- EXERCISE INPUTS:
** Begin **
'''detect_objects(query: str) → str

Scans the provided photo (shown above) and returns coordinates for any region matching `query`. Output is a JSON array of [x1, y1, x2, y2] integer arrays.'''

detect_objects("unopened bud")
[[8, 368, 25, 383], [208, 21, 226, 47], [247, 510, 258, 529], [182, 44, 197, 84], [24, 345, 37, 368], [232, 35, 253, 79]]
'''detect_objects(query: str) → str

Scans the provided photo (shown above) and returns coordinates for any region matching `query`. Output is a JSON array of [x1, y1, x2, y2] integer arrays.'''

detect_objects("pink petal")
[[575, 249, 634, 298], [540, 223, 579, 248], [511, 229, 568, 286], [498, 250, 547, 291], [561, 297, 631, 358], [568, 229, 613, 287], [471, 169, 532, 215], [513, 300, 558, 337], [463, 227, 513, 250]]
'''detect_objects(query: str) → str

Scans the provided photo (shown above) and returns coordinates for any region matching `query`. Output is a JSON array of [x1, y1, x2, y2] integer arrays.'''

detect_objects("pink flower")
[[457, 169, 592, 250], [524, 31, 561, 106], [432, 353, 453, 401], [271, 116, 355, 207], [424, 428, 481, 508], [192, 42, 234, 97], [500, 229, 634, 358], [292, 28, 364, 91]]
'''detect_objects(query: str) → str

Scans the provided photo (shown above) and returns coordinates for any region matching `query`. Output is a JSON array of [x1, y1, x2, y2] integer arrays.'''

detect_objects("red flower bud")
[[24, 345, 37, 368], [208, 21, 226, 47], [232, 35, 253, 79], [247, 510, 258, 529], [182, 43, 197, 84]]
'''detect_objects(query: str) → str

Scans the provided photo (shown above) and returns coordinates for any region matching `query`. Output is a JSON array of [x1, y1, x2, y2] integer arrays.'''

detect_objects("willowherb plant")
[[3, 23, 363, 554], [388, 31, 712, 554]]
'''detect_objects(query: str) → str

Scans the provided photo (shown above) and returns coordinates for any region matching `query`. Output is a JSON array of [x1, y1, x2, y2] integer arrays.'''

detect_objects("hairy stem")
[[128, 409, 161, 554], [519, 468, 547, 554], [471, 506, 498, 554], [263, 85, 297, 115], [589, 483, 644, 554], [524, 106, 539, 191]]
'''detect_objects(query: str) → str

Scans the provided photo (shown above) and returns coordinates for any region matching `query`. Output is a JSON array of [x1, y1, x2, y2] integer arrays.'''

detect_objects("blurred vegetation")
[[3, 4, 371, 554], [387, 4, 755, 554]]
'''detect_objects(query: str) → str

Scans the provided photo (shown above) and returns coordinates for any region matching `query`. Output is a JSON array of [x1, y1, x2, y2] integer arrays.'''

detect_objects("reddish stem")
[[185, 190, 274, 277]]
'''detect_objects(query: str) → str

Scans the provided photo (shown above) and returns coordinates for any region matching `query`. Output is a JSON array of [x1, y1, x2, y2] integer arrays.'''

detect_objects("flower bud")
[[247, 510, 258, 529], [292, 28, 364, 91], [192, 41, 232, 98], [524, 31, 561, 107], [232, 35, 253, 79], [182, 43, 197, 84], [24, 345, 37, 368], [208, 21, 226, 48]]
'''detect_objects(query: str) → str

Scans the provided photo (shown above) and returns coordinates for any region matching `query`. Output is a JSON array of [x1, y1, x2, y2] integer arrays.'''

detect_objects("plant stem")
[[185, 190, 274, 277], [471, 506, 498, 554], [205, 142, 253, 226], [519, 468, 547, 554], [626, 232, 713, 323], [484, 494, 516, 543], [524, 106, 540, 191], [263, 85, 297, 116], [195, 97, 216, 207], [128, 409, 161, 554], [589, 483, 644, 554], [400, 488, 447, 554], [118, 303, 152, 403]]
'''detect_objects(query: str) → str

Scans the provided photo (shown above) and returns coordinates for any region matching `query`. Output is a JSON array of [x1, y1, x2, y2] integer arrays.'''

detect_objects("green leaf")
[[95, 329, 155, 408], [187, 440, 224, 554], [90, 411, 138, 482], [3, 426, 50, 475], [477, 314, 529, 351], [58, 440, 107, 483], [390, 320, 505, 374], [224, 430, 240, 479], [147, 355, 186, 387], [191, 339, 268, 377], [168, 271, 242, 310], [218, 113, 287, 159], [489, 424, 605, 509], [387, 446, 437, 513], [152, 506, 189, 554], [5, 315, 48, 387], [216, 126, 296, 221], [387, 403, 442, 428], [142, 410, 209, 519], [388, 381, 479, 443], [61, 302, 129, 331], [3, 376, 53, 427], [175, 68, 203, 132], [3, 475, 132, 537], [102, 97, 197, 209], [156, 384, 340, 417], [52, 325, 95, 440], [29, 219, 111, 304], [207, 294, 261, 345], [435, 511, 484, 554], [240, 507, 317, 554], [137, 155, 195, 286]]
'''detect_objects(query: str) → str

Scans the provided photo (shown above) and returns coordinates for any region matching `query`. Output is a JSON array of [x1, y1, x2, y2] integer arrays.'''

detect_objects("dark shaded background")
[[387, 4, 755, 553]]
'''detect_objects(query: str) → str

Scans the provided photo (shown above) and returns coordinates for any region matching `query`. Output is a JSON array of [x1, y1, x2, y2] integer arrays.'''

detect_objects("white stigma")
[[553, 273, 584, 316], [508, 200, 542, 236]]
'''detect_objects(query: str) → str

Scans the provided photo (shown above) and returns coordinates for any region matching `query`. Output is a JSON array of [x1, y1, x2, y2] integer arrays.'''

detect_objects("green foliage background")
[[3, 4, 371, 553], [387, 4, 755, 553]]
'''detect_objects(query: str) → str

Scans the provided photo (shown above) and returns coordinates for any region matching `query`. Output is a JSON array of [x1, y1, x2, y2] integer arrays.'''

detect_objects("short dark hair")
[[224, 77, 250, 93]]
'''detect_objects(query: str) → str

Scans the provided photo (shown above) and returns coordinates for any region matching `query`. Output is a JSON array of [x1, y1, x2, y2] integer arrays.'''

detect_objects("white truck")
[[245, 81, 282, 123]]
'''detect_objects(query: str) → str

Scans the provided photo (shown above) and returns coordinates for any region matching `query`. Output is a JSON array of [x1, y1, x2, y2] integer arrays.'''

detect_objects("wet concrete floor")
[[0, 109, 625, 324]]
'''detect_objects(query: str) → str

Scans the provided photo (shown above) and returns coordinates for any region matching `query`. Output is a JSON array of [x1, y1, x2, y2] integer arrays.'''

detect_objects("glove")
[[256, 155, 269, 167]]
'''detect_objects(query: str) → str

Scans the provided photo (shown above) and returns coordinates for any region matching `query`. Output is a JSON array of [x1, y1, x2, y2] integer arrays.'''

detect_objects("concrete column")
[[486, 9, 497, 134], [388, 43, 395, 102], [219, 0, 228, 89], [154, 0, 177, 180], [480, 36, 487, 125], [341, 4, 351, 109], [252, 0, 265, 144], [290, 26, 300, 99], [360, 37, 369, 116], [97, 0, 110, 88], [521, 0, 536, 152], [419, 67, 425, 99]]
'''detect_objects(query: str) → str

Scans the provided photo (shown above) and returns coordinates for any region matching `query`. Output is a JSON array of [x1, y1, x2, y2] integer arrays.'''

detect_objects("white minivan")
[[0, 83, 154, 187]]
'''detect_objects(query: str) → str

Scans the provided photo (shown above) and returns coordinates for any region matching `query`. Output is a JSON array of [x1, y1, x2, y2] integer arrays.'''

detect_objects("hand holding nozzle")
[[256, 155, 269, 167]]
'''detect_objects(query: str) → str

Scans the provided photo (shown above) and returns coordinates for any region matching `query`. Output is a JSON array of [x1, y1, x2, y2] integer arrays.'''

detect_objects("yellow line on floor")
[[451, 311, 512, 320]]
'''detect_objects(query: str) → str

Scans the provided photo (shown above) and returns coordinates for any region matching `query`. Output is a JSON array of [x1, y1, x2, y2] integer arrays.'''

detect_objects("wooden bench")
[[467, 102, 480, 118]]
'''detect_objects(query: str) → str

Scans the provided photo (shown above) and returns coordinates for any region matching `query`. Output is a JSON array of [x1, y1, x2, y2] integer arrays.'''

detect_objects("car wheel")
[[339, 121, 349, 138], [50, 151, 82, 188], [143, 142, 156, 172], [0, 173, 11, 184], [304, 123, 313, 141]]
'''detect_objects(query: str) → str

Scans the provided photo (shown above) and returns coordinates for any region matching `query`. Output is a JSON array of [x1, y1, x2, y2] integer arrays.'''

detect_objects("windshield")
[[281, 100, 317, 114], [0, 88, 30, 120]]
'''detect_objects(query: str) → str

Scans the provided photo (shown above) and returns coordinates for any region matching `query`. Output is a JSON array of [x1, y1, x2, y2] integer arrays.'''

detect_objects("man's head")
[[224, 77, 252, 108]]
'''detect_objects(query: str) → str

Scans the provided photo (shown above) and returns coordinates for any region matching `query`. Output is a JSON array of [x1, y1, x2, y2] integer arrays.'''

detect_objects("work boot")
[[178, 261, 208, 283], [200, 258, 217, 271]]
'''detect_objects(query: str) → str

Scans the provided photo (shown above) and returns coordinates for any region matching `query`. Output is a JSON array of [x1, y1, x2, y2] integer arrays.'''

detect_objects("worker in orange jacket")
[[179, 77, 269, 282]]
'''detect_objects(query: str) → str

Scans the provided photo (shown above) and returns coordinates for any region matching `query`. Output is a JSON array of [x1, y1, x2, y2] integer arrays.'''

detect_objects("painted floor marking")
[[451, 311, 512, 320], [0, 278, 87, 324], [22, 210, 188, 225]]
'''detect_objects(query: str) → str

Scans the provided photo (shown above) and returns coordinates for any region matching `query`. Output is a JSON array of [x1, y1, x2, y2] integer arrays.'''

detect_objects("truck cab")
** End **
- PROBLEM DETAILS:
Could you copy the listing verbatim from its very first line down to the line containing "227, 513, 250]]", with that line included?

- SOLUTION TO THE PROBLEM:
'''detect_objects(query: str) → str

Scans the provided photo (shown above) and returns coordinates for any region matching `query`. Output is a JSON array of [x1, y1, x2, y2] integer arrays.'''

detect_objects("unopened bud")
[[8, 368, 25, 383], [208, 21, 226, 47], [247, 510, 258, 529], [182, 44, 197, 84], [24, 345, 37, 368], [232, 35, 253, 79]]
'''detect_objects(query: str) → str

Scans the provided photo (shown above) and returns coordinates for any region matching `query`. Output is a JSON array of [x1, y1, x2, y2] integer arrays.'''

detect_objects("pink petal")
[[575, 249, 634, 298], [540, 223, 579, 248], [511, 229, 568, 286], [498, 250, 547, 291], [561, 297, 631, 358], [568, 229, 613, 287], [471, 169, 532, 215], [513, 300, 558, 337], [463, 227, 513, 250]]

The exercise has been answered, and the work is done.